── DATA FOR THIS TASK

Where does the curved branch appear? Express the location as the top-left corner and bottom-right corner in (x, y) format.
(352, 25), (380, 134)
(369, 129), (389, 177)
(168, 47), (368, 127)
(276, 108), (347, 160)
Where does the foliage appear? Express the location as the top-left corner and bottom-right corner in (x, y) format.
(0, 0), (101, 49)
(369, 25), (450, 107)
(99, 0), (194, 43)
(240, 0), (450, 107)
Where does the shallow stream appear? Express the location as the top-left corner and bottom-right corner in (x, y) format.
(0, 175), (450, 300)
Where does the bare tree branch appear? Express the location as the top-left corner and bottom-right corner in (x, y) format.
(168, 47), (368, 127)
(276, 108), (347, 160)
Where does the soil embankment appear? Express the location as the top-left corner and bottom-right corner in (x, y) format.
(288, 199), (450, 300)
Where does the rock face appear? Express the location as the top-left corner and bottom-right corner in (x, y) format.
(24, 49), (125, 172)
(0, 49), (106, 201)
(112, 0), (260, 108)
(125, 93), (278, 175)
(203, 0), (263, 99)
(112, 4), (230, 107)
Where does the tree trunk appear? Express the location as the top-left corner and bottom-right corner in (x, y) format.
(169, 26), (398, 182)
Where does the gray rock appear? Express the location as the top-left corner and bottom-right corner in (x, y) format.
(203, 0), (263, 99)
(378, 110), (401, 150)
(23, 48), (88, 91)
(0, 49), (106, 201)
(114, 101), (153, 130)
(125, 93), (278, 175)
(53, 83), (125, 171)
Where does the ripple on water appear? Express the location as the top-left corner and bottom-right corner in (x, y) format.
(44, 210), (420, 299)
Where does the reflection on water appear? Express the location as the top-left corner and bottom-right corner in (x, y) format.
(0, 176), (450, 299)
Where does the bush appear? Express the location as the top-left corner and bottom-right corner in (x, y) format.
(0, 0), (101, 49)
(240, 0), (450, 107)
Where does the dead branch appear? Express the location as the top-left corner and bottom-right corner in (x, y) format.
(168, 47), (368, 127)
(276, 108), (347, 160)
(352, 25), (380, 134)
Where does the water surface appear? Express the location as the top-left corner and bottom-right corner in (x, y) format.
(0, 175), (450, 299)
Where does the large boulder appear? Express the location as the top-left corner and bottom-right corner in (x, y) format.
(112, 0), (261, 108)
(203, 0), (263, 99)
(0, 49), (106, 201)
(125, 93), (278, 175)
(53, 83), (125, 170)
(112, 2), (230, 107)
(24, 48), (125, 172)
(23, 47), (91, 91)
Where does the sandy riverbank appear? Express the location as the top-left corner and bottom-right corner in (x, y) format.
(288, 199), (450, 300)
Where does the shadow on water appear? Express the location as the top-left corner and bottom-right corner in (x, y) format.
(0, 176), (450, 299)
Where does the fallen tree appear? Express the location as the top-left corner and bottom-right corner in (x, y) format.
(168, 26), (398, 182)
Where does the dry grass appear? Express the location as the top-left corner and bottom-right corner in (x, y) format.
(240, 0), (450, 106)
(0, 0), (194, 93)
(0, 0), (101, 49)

────

▶ **WHAT YOU HAVE TO DO**: Rewrite all of the lines above, changing "sandy riverbank" to "sandy shore" and leaving everything else as it is.

▶ **RESPONSE TO THIS TASK**:
Where does the curved branch appear? Express the location as the top-left corner and bottom-right corner in (x, y) format.
(352, 25), (380, 134)
(369, 129), (389, 177)
(168, 47), (368, 127)
(276, 108), (347, 160)
Where does the foliage appear? Express the location as the top-left corner and bottom-right corner in (x, y) format.
(0, 0), (101, 49)
(369, 25), (450, 107)
(99, 0), (194, 43)
(240, 0), (450, 107)
Where does the shallow stream appear? Express the location as the top-left corner and bottom-right corner in (x, y) format.
(0, 175), (450, 300)
Where does the bare tree branch appear? Express the location as the top-left corner and bottom-right corner in (x, y) format.
(168, 47), (368, 127)
(276, 108), (347, 160)
Where does the soil embankment appear? Express the location as the top-left corner and bottom-right corner in (x, y) format.
(288, 199), (450, 300)
Where does the rock face appear? Express the location as the top-left corner and bottom-right corner in (x, y) format.
(24, 49), (125, 172)
(0, 49), (106, 201)
(112, 0), (260, 108)
(125, 93), (278, 175)
(203, 0), (263, 99)
(112, 4), (230, 107)
Where does the tree trunk appear? Express the location as the top-left corner and bottom-right corner in (x, y) format.
(169, 26), (398, 182)
Where does the gray rock appear? Express the location as the top-left corner and bottom-right corner in (x, y) format.
(203, 0), (263, 99)
(378, 110), (401, 150)
(23, 48), (88, 91)
(0, 49), (106, 201)
(114, 101), (153, 130)
(125, 93), (278, 175)
(53, 83), (125, 171)
Where does the ripple on water appear? Express the location as the top-left corner and bottom-right corner in (x, y) format.
(44, 210), (420, 299)
Where does the reflection on water appear? Express the location as the top-left corner and bottom-right corner in (x, y) format.
(0, 176), (450, 299)
Where does the bush appear? Express the location as the top-left corner and bottom-right corner in (x, y) format.
(0, 0), (101, 49)
(240, 0), (450, 107)
Where does the dead branch appear? Express the location as the top-left corner and bottom-right corner in (x, y) format.
(168, 47), (368, 127)
(276, 108), (347, 160)
(352, 25), (380, 134)
Where does the water surface appear? Express the location as the top-left corner and bottom-right corner in (x, y) format.
(0, 175), (450, 299)
Where does the large boulder appear? Express the location as the top-left corner and bottom-right corner in (x, y) format.
(112, 0), (261, 108)
(203, 0), (263, 99)
(0, 49), (106, 201)
(125, 93), (278, 175)
(53, 83), (125, 170)
(112, 2), (230, 107)
(24, 48), (125, 172)
(23, 47), (91, 91)
Where does the sandy shore appear? Express the location as the top-left corner and bottom-right corner in (x, y) format.
(288, 199), (450, 300)
Where does the shadow on water appear? Express the location as the top-left corner and bottom-right corner in (x, y) format.
(0, 176), (450, 299)
Where does the fallen tree appear? Express the location as the top-left corner and bottom-right corner in (x, y) format.
(168, 26), (398, 182)
Where does the dry grass appear? Express the location as the top-left corner and bottom-right corner in (x, y) format.
(240, 0), (450, 106)
(0, 0), (194, 93)
(0, 0), (101, 49)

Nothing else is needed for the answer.